• EXTRAIT SOURCE:

##########

Déjà trois longues années que le sol des Nuits Secrètes n'avait pas été foulé par votre serviteur.
Situé dans la petite ville post-industrielle d'Aulnoye-Aymeries, une bourgade du nord de la France nichée au creux du bassin de la Sambre, ce festival est devenu, au fil du temps, une véritable institution et propose un line up de plus en plus solide.
S'il y a quelques années encore, on pouvait se rincer les portugaises sans mettre la main au portefeuille, il faut désormais allonger les biffetons pour obtenir le précieux sésame. Mais, ici, le prix des billets d'entrée sont encore relativement accessibles contrairement à beaucoup d’autres festivals. Les coûts liés aux cachets des artistes et à la sécurité se révélant de plus en plus conséquents, cette politique pourrait prendre un autre visage lors des prochaines éditions.
Pour les moins chanceux (et les plus radins), il reste une poignée d'artistes qui se produisent dans les rues sinueuses de cette ville, théâtre de son événement annuel le plus marquant.
Les Nuits Secrètes fêtent leurs 20 ans d'existence. Les organisateurs n'ont pas fait dans la dentelle. Des nouveautés, il y en avait donc. A commencer par la réorganisation complète. Et un nouvel accès mieux agencé pour permettre d'agrandir le site.
Et qui dit plus d'espace, signifie plus de confort, de tranquillité et de musique évidemment. La programmation a elle aussi été repensée et amorce un virage vers le hip-hop, le rap et l'électro, une tendance empruntée par le Dour Festival depuis quelques années et qui rencontre une certaine hostilité dans la frange de public plus âgée. Gageons que les Nuits Secrètes ne tombent pas dans les mêmes travers.
Les NS misent désormais davantage vers le durable et le circuit court. Les nombreux stands proposent des produits locaux en tout genre. N'y cherchez donc pas du soda pétillant noir, c’est peine perdue…
La main stage a été déplacée, permettant une meilleure visibilité. L’Eden, infrastructure métallique surmontée d'un toit rouge, initialement conçue pour accueillir le pôle régional des musiques actuelles, est également en place. C'est le seul endroit où s'abriter lorsqu’il pleut. Par temps ensoleillé, des brumisateurs permettent de profiter d’un peu de fraîcheur.

##########

• CONSIGNES DE L'EXERCICE:
**a.** Reproduisez mot pour mot le passage du texte sur les Nuits Secrètes qui va de « Les NS misent » à « peu de fraîcheur. », bornes comprises.
**b.** Poursuivez le texte sur le festival des Nuits Secrètes à partir de sa dernière phrase.
Les items ne servent pas ici.

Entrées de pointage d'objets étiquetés

##########

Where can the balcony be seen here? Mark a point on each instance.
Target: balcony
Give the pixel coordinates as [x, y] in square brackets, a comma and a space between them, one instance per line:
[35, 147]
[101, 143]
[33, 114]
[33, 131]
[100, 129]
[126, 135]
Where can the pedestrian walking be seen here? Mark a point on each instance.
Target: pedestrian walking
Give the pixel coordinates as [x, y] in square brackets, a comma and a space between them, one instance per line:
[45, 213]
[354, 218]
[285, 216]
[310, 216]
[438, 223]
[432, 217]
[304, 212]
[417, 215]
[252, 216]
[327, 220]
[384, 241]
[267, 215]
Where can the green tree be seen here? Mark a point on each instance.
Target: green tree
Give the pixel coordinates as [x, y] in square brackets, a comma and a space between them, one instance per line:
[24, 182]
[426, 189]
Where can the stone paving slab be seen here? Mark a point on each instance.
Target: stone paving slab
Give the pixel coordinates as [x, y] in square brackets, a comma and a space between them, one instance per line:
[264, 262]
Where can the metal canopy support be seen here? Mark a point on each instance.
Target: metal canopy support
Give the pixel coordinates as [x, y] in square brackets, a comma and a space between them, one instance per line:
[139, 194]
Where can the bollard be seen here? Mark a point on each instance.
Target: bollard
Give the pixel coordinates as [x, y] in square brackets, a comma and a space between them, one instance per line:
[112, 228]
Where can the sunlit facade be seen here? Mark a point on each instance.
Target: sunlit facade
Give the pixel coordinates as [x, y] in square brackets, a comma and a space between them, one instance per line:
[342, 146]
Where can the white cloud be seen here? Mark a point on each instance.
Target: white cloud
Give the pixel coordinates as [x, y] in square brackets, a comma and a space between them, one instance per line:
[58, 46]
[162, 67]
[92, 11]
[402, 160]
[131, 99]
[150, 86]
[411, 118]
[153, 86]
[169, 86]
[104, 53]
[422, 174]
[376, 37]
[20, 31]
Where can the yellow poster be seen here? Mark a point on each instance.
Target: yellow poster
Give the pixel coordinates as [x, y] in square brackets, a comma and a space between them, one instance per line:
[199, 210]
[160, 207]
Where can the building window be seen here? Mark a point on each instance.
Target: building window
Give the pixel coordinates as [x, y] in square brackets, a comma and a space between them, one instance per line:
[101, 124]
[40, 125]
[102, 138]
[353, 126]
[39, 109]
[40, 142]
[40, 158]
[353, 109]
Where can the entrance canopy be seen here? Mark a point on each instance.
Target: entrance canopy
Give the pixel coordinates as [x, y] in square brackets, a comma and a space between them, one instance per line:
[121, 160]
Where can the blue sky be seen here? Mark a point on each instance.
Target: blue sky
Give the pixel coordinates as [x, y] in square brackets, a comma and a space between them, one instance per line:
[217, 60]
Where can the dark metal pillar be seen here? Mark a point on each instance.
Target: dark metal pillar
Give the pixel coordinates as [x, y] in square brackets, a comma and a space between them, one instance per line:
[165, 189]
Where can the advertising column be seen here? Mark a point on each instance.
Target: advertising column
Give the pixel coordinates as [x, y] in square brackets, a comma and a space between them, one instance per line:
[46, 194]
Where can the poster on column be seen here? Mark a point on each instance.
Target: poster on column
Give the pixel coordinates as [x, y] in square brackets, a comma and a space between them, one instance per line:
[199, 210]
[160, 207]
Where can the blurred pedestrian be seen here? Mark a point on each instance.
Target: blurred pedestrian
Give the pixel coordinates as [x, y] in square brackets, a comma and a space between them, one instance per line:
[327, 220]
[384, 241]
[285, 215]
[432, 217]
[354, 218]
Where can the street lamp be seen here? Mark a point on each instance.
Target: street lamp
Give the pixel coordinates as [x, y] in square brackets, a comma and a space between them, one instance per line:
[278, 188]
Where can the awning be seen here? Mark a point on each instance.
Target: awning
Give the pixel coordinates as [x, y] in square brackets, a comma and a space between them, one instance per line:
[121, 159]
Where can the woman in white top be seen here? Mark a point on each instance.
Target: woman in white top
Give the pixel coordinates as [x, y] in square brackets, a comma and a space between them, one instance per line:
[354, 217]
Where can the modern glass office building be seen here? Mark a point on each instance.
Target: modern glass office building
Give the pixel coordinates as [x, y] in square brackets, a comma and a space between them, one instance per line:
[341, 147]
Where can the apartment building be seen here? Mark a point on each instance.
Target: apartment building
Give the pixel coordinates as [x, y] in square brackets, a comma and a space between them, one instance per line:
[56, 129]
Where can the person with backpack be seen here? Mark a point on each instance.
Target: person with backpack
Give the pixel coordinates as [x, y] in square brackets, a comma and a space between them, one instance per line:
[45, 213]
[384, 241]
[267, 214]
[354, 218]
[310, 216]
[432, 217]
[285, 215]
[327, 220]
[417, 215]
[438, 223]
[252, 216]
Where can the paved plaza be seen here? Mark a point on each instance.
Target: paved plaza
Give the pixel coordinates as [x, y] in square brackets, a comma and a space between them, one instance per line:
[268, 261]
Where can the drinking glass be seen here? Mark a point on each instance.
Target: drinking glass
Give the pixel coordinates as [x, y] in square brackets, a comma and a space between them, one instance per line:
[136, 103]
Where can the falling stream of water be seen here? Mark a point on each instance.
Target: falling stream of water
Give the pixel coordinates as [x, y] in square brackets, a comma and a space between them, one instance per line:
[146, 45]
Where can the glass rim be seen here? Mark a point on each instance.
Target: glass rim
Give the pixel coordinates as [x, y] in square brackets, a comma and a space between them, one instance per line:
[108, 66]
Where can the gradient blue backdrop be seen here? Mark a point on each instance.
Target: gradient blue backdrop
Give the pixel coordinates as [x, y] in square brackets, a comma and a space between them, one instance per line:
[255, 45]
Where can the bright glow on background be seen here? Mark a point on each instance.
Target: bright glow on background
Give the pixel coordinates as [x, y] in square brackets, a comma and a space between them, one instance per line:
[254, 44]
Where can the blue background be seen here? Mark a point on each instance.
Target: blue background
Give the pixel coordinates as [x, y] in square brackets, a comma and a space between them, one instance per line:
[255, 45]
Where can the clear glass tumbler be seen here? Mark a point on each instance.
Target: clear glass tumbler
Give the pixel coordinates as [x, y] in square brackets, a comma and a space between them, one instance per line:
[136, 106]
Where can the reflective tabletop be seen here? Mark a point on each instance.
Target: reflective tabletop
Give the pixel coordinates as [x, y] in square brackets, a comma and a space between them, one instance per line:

##########

• RÉSULTATS DE L'EXERCICE:
**a.**
Les NS misent désormais davantage vers le durable et le circuit court. Les nombreux stands proposent des produits locaux en tout genre. N'y cherchez donc pas du soda pétillant noir, c’est peine perdue…
La main stage a été déplacée, permettant une meilleure visibilité. L’Eden, infrastructure métallique surmontée d'un toit rouge, initialement conçue pour accueillir le pôle régional des musiques actuelles, est également en place. C'est le seul endroit où s'abriter lorsqu’il pleut. Par temps ensoleillé, des brumisateurs permettent de profiter d’un peu de fraîcheur.

**b.**
Une nouvelle scène trône désormais aux côtés de ses deux petites sœurs, ‘La Station Secrète’, de taille plus modeste. Un autre endroit propose également de diffuser de la musique. Il s'agit de l'’Oasis’, niché à un endroit un peu plus décentré.
Ce qui fait l’originalité des Nuits Secrètes est toujours d’actualité : les parcours secrets, ces lieux insolites découverts par le public de manière fortuite ou encore les Agents Secrets, c'est-à-dire tous ceux qui, postés aux endroits stratégiques, œuvrent pour que les festivités se déroulent sans encombre.
En cette première journée, le ciel est maussade. Pourvu que Dame nature retienne sa vessie. Ce serait une catastrophe pour bon nombre de festivaliers, car pour des raisons de sécurité, les parapluies sont interdits…
Il aura fallu pratiquement trois heures à votre serviteur pour accéder au site : entre manque d'information, absence de fléchage et défections d'accréditation liées au manque de réseau internet, les raisons de déserter étaient plurielles.
Enfin, il paraît que ce sont les aléas de tout événement de ce genre...
Bref, à peine arrivé sur place, force est de constater que la foule est relativement jeune. Trainings ‘Adidas’ et paires de baskets ‘Nike’, on dirait, à s'y méprendre, une compétition sportive. Les casquettes sur la tête sont aussi légion, palettes sur le côté svp. Il faut dire qu'une des têtes d'affiches attire ce type de public.
Direction l'Eden. L’abri est bien rempli. Au loin, les rythmiques électroniques retentissent. Pas vraiment la tasse de thé de votre serviteur. Mais la curiosité le pousse à franchir le pas.
Une gonzesse se tient au milieu de l'estrade. Il s'agit de SHYGIRL. Provocante à souhait, minois pas dégueu, elle semble cacher une certaine pudeur. Son esthétique, aussi bien musicale que vestimentaire, détonne. Elle apprivoise la scène avec une aisance inopinée.
Elle a gravé, il y a maintenant pratiquement deux ans, un album intitulé « Alias » qui a bien tourné dans les boîtes branchées de la cité londonienne.
Très énergique, impétueuse même, elle livre un set étonnant, chargé de beats industriels et féroces.
Nouvelle figure de la scène musicale underground londonienne, co-fondatrice du label NUXXE aux côtés de Sega Bodega et Coucou Chloe, Blane Muise, à l'état civil, pratique une électro mi-sombre, mi-acide sur fond d'érotisme débridé.
Elle a convaincu un public qui ne semblait pas pourtant, a priori, très ouvert à ce genre de lecture musicale. Pari gagné.
Direction la grande scène, pour assister au show de Damso. La foule est compacte. Faut dire que le grand black est une figure de proue de la scène rap. Et reconnaître que dans cette région du nord de la France, sa popularité est incontestable.
Sa musique est inspirée de son enfance, vécue à Kinshasa, ainsi que son adolescence, dans le quartier bruxellois de Matonge, en Belgique.
Actif dans le milieu depuis 2006, il a vu sa carrière véritablement décoller en 2015, lorsqu'il est repéré par Booba.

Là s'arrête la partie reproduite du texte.